私はというと、日本のお寺で育ったのにどうして瞑想をしていないのだろう…とか、日本の仏教はどうしてタイとぜんぜん違うのだろう...とか、黄色い袈裟を着て托鉢している東南アジアの質素なお坊さんからすると、日本の坊主はよく言えば「社交的」で「世俗的」っていうか、拭えないお金のにおいと、払おうとしてもそもそもない純粋さ…。そんな疑問がふわふわとあっても、あんまり気にもならなかった東京派遣OLです。

そんな、まだ知らない多くの魂の疑問を意識の中で顕在化させてくれたのが、今思うと藤川和尚だったと思います。そういったあやふやな疑問が思考の中をゆるゆるする中で、「ゆるす」ことができるはずの「慈悲の瞑想」を信じてみて、自分のマインドをヒプノセラピーをしていたのだと思います。


さて、タイでお坊さんとして出家する、得度するということは(この二つは詳しく言うと異なることですが、それは後ほど)、すごく簡単に言うと、所持品、仕事、人生の何もかもを手放して修行山寺に入るということです。

すなわち、肉体と心とマインド(思考や感覚)のすべてを透明にする作業が主目的の生活に身をおき、
生きることのすべての部分を完全に意識して観察するということです。

と、いうことですが、意味がわかりますでしょうか?

修行山寺に入ったら静かで穏やかな暮らしでしょう、と言う意見と、マインドという逃げ場のないところに自分を追い込んでそんな激しいことをするなんて、という意見をよく聞きますが、どちらでもあり、どちらでもありません。

ある意味、どちらでもあり、どちらでもなく、激しくあり、激しくもなく、清らかであり清らでない、というような、私流に言葉にするならば、すべての二極を超越し、今に在ることを可能にするカモシレナイのが修行なのかというところです。

修行は、私たちの源でありエッセンスである死にも生まれもしない悠久ものに気づくため、溜め込みすぎたが不要となったモノを一切を下ろすことを手伝ってくれ、その作業を、毎時毎日明けても暮れても意識し続ける場ということです。一極集中をトレーニングする、精神統一を手に入れる、というとおわかりいただけますでしょうか?




え、わからなくなってきました?
もうちょっとだけお付き合いください



不要となったモノの一切、とは何か。
すべてです(笑)

もとい。代表的なものは執着、その中でもレッテル(肩書き)があります。
それはマスク(お面)のようなもの。「私」は、○○商事の役員です、や、私はその妻です、私はポルシェを所有しています、私は××家の娘です、私はヨガの先生です、など。人生の部分的なものを切り取って、その短期的な状態(お家柄や職業)を、名称(概念)であらわしたものです。

● **作業用データ**:
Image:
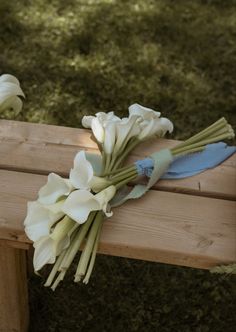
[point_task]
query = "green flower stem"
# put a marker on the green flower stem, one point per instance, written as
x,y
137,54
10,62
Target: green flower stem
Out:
x,y
93,257
177,150
103,161
123,175
118,170
55,269
76,243
210,129
133,143
108,163
85,256
124,182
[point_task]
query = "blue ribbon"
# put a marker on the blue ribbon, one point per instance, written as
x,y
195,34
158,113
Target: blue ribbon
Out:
x,y
192,164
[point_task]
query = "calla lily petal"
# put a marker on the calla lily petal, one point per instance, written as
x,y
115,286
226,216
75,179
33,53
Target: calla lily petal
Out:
x,y
98,130
79,204
143,112
55,188
9,91
82,172
40,219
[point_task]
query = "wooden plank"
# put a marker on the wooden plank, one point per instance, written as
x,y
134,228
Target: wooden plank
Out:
x,y
43,149
162,226
14,315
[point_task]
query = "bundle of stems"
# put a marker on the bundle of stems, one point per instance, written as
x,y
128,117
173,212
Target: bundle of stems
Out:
x,y
88,234
220,130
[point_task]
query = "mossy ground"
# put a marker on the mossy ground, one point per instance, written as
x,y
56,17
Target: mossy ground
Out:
x,y
81,57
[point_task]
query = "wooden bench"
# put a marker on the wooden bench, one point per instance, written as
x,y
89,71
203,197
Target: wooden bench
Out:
x,y
189,222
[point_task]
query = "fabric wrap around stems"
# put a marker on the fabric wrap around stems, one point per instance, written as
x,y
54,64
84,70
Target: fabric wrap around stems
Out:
x,y
161,161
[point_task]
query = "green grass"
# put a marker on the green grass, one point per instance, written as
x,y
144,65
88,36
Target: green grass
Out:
x,y
81,57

● **次の課題**:
1 > 「blue」という語を含む行をすべて抜き出してください。
2 > タイでの出家と修行についての提示文を、最後の文に続けて書き進めてください。
提示文と各行は互いに無関係です。

● **順に解答**:
1 >
query = "blue ribbon"
# put a marker on the blue ribbon, one point per instance, written as
Target: blue ribbon

2 >
それはそれでよいのですが、仏教では、これらのレッテルやマスクを、まるで永久的な「私である」と信じ込んでしまうことが悩みや苦しみの原因であるといいます。なぜなら、何かの折に、たとえば、企業がつぶれたとき、愛する相手がいなくなってしまったとき、不慮の事故が起こったとき、病気になったとき、肉体が滅びるとき、どのような際でも、レッテルやマスクがあるからこそ、悩み苦しみを生む大きな原因となってしまう。なぜなら、真我というものは、苦しみも悩みも死にもしない。


悩み、苦しむのは、太極が存在する地球に人として生まれてくる者の使命です。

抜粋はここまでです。